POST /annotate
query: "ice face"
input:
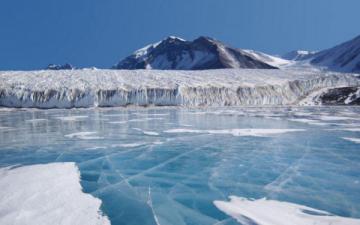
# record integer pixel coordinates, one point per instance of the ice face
(225, 87)
(168, 165)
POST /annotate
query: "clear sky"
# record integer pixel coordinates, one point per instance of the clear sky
(34, 33)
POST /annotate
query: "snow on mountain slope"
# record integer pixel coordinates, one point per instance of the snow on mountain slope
(344, 57)
(269, 59)
(225, 87)
(298, 55)
(178, 54)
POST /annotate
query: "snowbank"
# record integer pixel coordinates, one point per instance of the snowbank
(271, 212)
(46, 194)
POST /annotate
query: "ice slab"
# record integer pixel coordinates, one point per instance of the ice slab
(46, 194)
(271, 212)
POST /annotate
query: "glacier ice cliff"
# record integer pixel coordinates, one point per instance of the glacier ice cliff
(225, 87)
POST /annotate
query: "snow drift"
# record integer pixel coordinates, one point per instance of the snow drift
(47, 194)
(226, 87)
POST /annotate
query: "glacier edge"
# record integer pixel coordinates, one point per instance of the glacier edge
(105, 88)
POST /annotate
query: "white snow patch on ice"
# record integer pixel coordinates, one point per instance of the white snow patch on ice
(36, 120)
(150, 133)
(86, 135)
(237, 132)
(355, 140)
(71, 118)
(272, 212)
(308, 121)
(47, 194)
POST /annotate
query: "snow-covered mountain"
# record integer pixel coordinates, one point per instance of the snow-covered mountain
(298, 55)
(66, 66)
(202, 53)
(269, 59)
(344, 57)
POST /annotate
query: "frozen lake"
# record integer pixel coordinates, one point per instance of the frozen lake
(168, 165)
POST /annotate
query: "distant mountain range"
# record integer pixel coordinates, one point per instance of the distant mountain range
(174, 53)
(344, 57)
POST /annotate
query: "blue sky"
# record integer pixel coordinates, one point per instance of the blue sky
(34, 33)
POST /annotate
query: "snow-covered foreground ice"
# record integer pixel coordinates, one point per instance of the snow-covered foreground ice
(270, 212)
(227, 87)
(46, 194)
(168, 165)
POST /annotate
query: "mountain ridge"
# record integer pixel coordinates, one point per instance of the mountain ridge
(202, 53)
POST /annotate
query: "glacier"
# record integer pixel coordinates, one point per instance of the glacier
(223, 87)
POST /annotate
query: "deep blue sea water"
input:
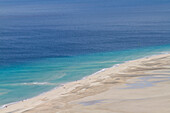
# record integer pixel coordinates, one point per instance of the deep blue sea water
(46, 43)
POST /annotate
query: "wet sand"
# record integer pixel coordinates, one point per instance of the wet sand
(138, 86)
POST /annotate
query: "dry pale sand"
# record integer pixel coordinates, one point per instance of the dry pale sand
(139, 86)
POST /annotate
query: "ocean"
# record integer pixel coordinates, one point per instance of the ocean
(44, 44)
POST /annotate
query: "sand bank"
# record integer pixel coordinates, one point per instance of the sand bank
(138, 86)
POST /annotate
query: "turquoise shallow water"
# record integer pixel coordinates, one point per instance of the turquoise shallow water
(26, 80)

....................

▶ _Required task_
Copy all the data exactly as written, but skip any picture.

▶ _Result of the exercise_
POST /annotate
query: "ice face"
input:
# record integer pixel coordinates, one point per instance of the ice face
(225, 87)
(168, 165)
POST /annotate
query: "clear sky"
# record integer pixel coordinates, one point per instance of the clear sky
(34, 33)
POST /annotate
query: "snow on mountain slope"
# record integer pixel coordinates, one point per instance of the snow on mountain slope
(344, 57)
(269, 59)
(225, 87)
(298, 55)
(178, 54)
POST /annotate
query: "snowbank"
# record integer pixel coordinates, one point per instance of the snowbank
(271, 212)
(46, 194)
POST /annotate
query: "ice slab"
# record integer pixel coordinates, one point per instance of the ice slab
(46, 194)
(271, 212)
POST /annotate
query: "glacier ice cliff"
# record integer pixel coordinates, one point per instance of the glacier ice cliff
(225, 87)
POST /annotate
query: "snow drift"
# record integer pixel coordinates, one point per instance of the snow drift
(47, 194)
(226, 87)
POST /annotate
query: "glacier edge"
# record integer pixel coordinates, one point per instance of the glacier edge
(105, 88)
POST /annotate
query: "white snow patch on ice"
# record integer pixel coordinates, one point per instance of the white snow patch on ice
(36, 120)
(150, 133)
(86, 135)
(237, 132)
(355, 140)
(71, 118)
(272, 212)
(308, 121)
(47, 194)
POST /annotate
query: "snow-covered mountain"
# record integer pixel coordinates, one point per instance of the snow-covered mountain
(298, 55)
(66, 66)
(202, 53)
(269, 59)
(344, 57)
POST /annotate
query: "frozen lake"
# record integer pixel coordinates, one point per instance of the frozen lake
(168, 165)
POST /annotate
query: "distant mountain range"
# record integer pixel coordinates, one point per instance of the distant mountain range
(174, 53)
(344, 57)
POST /annotate
query: "blue sky"
# record integer pixel coordinates, one point per instance of the blue sky
(34, 33)
POST /annotate
query: "snow-covered foreground ice"
# record integer pixel coordinates, one point per instance of the snow-covered foreground ice
(270, 212)
(227, 87)
(46, 194)
(168, 165)
POST /annotate
query: "mountain ridge"
# record integer pixel coordinates, one point per instance of the mountain ridge
(202, 53)
POST /annotate
query: "glacier"
# record integer pixel coordinates, one point per instance of the glacier
(223, 87)
POST /annotate
query: "deep blue sea water"
input:
# record integer pixel coordinates, one point per instance of the deep blue sea water
(46, 43)
POST /annotate
query: "wet sand"
# record integer pixel coordinates, one point per instance of the wet sand
(138, 86)
POST /annotate
query: "dry pale sand"
# record integer pixel coordinates, one point per instance of the dry pale sand
(139, 86)
POST /annotate
query: "ocean"
# record integer pixel coordinates, one point per instance of the ocean
(44, 44)
POST /annotate
query: "sand bank"
# record integer pixel coordinates, one point per instance of the sand bank
(138, 86)
POST /annotate
query: "turquoise shallow water"
# record integer pixel coordinates, one point per instance of the turquoise shallow water
(26, 80)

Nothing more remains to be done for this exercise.